Work to do: Rewrite the lines from the one with "Put a point on every instance of the catch" up to and including the one with "[(185, 31), (115, 35)]", requests and all. In the answers, shift every x and y coordinate by adding 65.

(Point-based annotation data)
☆ ☆ ☆ ☆

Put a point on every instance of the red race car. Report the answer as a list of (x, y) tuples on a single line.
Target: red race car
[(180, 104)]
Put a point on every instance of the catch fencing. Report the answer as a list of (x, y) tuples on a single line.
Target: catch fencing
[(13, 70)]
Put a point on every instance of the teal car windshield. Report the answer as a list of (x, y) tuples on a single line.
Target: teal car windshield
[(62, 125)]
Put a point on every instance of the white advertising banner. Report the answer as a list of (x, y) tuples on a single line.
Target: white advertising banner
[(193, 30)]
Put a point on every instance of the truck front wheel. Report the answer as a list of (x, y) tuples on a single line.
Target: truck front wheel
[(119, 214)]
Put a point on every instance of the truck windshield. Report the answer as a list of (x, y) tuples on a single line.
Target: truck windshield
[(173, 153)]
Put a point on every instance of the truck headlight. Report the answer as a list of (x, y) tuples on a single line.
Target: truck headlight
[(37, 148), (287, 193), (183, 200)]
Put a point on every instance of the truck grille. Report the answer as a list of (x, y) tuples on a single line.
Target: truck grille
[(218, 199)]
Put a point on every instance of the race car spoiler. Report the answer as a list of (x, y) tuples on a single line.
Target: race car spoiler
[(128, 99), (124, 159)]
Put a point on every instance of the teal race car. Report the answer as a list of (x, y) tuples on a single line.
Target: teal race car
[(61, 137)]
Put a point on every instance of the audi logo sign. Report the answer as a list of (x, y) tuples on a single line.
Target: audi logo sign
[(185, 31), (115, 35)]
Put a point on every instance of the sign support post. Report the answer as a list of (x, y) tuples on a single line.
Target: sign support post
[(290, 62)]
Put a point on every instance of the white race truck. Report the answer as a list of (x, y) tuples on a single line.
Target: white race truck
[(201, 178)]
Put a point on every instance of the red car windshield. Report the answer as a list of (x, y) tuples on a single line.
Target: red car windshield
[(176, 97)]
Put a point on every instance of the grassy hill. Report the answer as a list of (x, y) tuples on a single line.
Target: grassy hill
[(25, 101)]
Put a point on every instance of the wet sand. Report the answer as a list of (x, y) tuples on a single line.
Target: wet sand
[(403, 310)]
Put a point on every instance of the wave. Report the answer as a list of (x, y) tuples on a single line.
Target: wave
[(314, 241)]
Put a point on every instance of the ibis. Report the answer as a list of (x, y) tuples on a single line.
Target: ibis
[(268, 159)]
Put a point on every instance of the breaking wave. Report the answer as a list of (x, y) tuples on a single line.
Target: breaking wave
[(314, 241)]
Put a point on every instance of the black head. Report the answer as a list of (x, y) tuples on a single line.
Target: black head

☆ ☆ ☆ ☆

Answer for this exercise:
Put a point on every instance of the catch fencing. Report the answer as a list of (x, y) tuples on a single line.
Target: catch fencing
[(78, 135)]
Put a point on every instance of the teal car windshield. Report the answer as a list of (x, y) tuples on a single line.
Target: teal car windshield
[(127, 190)]
Put a point on every instance of the white advertising banner. Report the answer as a list of (x, y) tuples on a single line.
Target: white advertising banner
[(258, 95)]
Put a point on every instance of the truck front wheel. Report the answer as a list of (x, y) tuples on a single line.
Target: truck front wheel
[(184, 279)]
Put a point on every instance of the truck windshield. Report the answer as a list of (x, y) tuples on a single line.
Target: truck windshield
[(238, 218)]
Put a point on every instance of the truck headlight. Report the answer as a list of (x, y) tuples on a single line.
Target: truck headlight
[(102, 213), (352, 258), (248, 265)]
Put a point on every instance of the truck grille. Report the answer as a list of (x, y) tuples on a single line.
Target: truck grille
[(283, 264)]
Put a point on every instance of the race car spoiler. Report the answer as a list of (x, y) tuples on a single line.
Target: race car spoiler
[(193, 164), (189, 224)]
Put a point on every instance of the teal race car. Report the answer as a list of (x, y) tuples on a single line.
Target: teal race car
[(126, 202)]
Put a point on every instance of the audi logo sign. Report the answer as a list of (x, y) tuples on a single line.
Target: audi logo sign
[(250, 96), (180, 100)]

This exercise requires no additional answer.